__WHAT YOU WILL DO__:
The answer should match the entries below word for word, minus their pictures.

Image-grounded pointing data
_ _ _ _ _
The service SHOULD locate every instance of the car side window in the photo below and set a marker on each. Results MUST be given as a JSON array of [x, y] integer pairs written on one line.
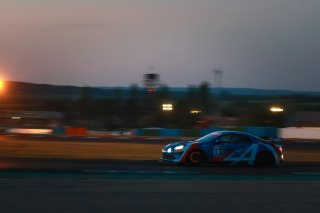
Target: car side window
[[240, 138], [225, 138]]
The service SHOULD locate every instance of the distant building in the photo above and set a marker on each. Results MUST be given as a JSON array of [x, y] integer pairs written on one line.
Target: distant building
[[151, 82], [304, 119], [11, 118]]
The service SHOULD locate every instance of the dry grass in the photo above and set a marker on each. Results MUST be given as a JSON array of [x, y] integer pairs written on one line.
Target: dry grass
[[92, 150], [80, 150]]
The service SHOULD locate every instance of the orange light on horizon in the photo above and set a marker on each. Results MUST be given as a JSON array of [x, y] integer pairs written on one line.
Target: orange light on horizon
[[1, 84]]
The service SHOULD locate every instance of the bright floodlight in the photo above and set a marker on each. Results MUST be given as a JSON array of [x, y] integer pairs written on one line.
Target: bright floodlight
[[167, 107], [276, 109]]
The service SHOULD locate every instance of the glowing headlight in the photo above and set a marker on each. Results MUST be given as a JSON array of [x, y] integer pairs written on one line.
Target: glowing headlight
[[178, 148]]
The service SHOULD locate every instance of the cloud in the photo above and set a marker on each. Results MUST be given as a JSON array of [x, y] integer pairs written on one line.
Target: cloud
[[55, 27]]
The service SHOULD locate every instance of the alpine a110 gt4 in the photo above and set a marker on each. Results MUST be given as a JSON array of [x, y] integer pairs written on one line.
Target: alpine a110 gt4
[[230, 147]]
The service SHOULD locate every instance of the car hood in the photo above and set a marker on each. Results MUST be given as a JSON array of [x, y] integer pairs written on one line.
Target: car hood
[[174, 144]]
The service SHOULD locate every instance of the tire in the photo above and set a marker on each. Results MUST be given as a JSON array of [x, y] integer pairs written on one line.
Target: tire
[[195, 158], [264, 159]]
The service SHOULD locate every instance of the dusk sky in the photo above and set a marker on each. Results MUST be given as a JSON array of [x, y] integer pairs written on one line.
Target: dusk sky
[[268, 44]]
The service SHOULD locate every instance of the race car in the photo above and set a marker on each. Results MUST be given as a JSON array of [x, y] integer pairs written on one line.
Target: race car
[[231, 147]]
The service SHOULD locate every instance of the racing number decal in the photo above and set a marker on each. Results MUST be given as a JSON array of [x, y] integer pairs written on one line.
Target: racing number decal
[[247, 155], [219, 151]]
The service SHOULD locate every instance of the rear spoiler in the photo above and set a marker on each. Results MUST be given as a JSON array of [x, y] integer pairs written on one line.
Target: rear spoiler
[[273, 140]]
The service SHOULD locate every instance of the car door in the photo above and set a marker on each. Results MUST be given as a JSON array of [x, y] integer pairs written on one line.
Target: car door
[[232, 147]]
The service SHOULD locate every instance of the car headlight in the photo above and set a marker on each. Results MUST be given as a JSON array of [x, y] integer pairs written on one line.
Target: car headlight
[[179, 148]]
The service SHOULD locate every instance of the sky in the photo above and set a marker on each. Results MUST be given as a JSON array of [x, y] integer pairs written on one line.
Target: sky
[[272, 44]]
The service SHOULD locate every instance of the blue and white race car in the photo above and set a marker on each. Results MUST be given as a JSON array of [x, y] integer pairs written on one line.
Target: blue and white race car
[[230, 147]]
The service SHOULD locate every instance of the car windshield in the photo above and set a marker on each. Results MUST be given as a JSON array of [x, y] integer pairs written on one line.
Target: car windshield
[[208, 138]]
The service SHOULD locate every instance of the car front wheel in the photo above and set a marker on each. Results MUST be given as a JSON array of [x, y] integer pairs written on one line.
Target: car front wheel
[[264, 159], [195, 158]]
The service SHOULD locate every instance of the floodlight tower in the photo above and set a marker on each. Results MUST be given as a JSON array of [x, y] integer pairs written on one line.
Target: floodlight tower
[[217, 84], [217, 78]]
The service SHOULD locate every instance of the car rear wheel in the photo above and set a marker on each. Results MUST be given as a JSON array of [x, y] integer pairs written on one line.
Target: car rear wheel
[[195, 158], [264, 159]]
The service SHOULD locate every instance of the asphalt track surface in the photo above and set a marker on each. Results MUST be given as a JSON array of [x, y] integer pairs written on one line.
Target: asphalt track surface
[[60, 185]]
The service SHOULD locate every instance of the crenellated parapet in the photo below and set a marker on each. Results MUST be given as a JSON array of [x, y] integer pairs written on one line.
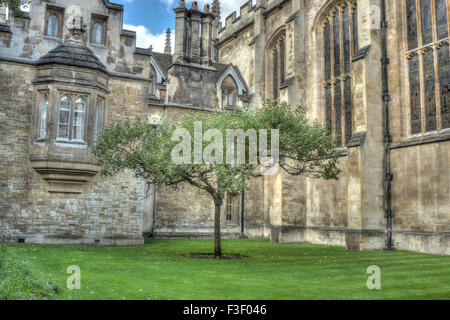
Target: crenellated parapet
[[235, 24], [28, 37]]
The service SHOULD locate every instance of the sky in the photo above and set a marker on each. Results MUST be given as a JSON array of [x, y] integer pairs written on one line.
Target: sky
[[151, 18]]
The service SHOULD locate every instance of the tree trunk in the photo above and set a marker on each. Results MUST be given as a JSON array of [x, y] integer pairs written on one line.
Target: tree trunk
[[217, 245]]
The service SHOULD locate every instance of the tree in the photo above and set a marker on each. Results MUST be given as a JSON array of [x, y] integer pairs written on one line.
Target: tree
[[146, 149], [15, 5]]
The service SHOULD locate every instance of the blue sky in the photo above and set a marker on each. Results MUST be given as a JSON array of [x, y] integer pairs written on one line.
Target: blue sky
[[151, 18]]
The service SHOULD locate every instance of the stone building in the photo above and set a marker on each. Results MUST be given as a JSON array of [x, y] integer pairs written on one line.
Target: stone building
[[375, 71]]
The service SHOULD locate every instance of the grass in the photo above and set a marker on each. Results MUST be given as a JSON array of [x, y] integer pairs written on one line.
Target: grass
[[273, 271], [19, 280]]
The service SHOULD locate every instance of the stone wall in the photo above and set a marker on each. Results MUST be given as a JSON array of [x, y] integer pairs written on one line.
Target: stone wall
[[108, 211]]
_ _ _ _ _
__PROBLEM SOLUTION__:
The service SHOULD locate every instance of the car side window in the photo below and set a marker on each. Results MUST be given as a JSON array of [x, y] integer pairs written on one line.
Target: car side window
[[240, 138], [225, 138]]
The service SHOULD locate every instance of the distant building in the photo above and set a marker on each. Results MUST be given as a JSON array of [x, y] integer pairs written on one line.
Target: distant building
[[151, 82], [304, 119], [11, 118]]
The service SHOULD locate every instance of the dry grass in the photo above and set a marker on each. Results MUST be given as a JSON array of [x, y] integer pairs written on one line.
Target: dry grass
[[92, 150], [80, 150]]
The service SHOULD locate every instance of the orange light on horizon in the photo above and set a marker on each. Results MUST be given as a JSON array of [x, y] integer pairs written on one line.
Target: orange light on horizon
[[1, 84]]
The service SHOULD locate every instance of the bright floodlight in the photo above and set a marker on each. Results MUST be given as a JSON array of [x, y] integer pairs written on one line.
Target: bright floodlight
[[167, 107], [276, 109]]
The service SHOULD locate every instance of the glowing headlight in the photo above and set a marker on each. Results MUST be given as a JSON array of [x, y] integer pairs written on one line.
Target: glowing headlight
[[178, 148]]
The service SHOULD locate every instance of the cloud in the photo above and set a marker on each. Results MUST be given as a JSON array of [x, y] integer pairs written on one line.
Target: cloud
[[55, 27]]
The service SHOULD locate every instance of the alpine a110 gt4 in the photo above and set a marker on each. Results MUST be given as a JSON array of [x, y] integer pairs written on one line.
Target: alpine a110 gt4
[[230, 147]]
The service SHOULD locate every instance of the car hood in the photo above and set a marker on each. Results MUST be given as a JSON array of [x, y] integer pairs written on one line.
Target: car hood
[[174, 144]]
The service SHOULD locate every instance of the tire in the photo above and set a marker on each. Results MUST be given as a JSON array of [x, y] integer pairs written on one line.
Target: tire
[[195, 158], [264, 159]]
The service SHOULD locate every instance of the dusk sky in the photo above and set a marker on each. Results MUST be given as a JSON array of [x, y] integer pairs written on one line.
Target: dusk sky
[[268, 44]]
The service SHOULD locate every instance of the race car in the photo above and set a marker on each. Results MUST be given as a JSON array of [x, y] integer pairs written on one line.
Target: race car
[[231, 147]]
The service SHOULD locate every instance of the racing number decal in the photo above and set a marker on each. Results MUST be given as a JSON array of [x, y] integer pairs written on one line.
Target: racing number decal
[[247, 155], [219, 151]]
The service SHOULD locate every instance of the rear spoiler in the photo above and set a marker on each. Results MUST be given as a JSON array of [x, y] integer pairs written on one line.
Target: rear spoiler
[[273, 140]]
The service SHOULD locate every instance of the car door in the photo above and set a marker on each. Results MUST be given as a JSON array of [x, y] integer pairs written on one line.
Target: car door
[[232, 147]]
The service SHOULD locate every instance of the car headlight in the photo above and set a marker on each. Results MUST be given as a JSON array of [x, y] integer pairs written on one line.
Target: car headlight
[[179, 148]]
The service SHOULD locate every instance of the sky in the photo above and set a marker on each. Results MUST be given as a JSON array of [x, y] integer pairs written on one line.
Target: sky
[[272, 44]]
The service SHOULD locate every instance of the blue and white race car in the photo above and set a marker on each. Results MUST be given as a JSON array of [x, y] integer pairs written on one line.
Target: blue and white race car
[[230, 147]]
The service SHOULD locate every instance of the car windshield in the photo above and set a marker on each. Results MUST be given as a JSON array of [x, y] integer pairs written on one line.
Target: car windshield
[[208, 138]]
The service SHOULD locate every instance of the car front wheel in the photo above and set a marker on each. Results MUST be given as a JSON array of [x, y] integer pairs written on one line.
Target: car front wheel
[[264, 159], [195, 158]]
The service SHOULD locate every instance of the floodlight tower in the photo above and set a marker on each. Results MUST be given as a JSON array of [x, y] integer pairs written on one line.
Target: floodlight tower
[[217, 84], [217, 78]]
The service SHOULD locate every instance of the car rear wheel in the photo above and set a marker on each. Results MUST be given as a JSON array of [x, y] integer pairs written on one line.
Target: car rear wheel
[[195, 158], [264, 159]]
The service SHOULD locate every instance of the asphalt track surface in the photo above and set a marker on each. Results MUST be given as a JSON array of [x, y] integer pairs written on one line.
Target: asphalt track surface
[[60, 185]]
The service SHOULD locate every instance of the crenellated parapet in the photo below and set a marker on each. Results MUST be given as a JSON array of [x, y] integer pairs written on one line.
Target: crenellated parapet
[[235, 24], [28, 37]]
The service SHOULD locate every instance of the sky in the photo above and set a marker on each. Results MUST be given as a JSON array of [x, y] integer pairs written on one line.
Target: sky
[[151, 18]]
The service SHOULD locate every instance of the tree trunk in the photo above and set a marker on each. Results MUST be given as a JSON array of [x, y] integer pairs written on one line.
Target: tree trunk
[[217, 245]]
The service SHOULD locate every instance of the tree in the photo above and set a marker on each. Results MUST be given as a JSON array of [x, y] integer pairs written on one line.
Target: tree
[[146, 149], [15, 5]]
The service SHOULD locate every instance of the blue sky in the photo above and set a marker on each. Results MUST be given as a JSON array of [x, y] integer pairs written on one line.
Target: blue sky
[[151, 18]]
The service SHOULD locate every instance of the stone building in the photo above and set a marker on each. Results MUST be given as a JSON array of [x, y] integer pairs written on one line.
Target: stone building
[[375, 71]]
The service SHOULD locate every instance of the grass in the photo above and set a marker on each. Results MUST be given as a JSON array of [x, y] integer pairs written on one line.
Target: grass
[[273, 271], [19, 280]]
The service SHOULD locate every instance of the stone wall in the photo above and set a marker on each. Results MUST be given as a JSON array of [x, y] integer pairs written on one line.
Target: stone wall
[[108, 211]]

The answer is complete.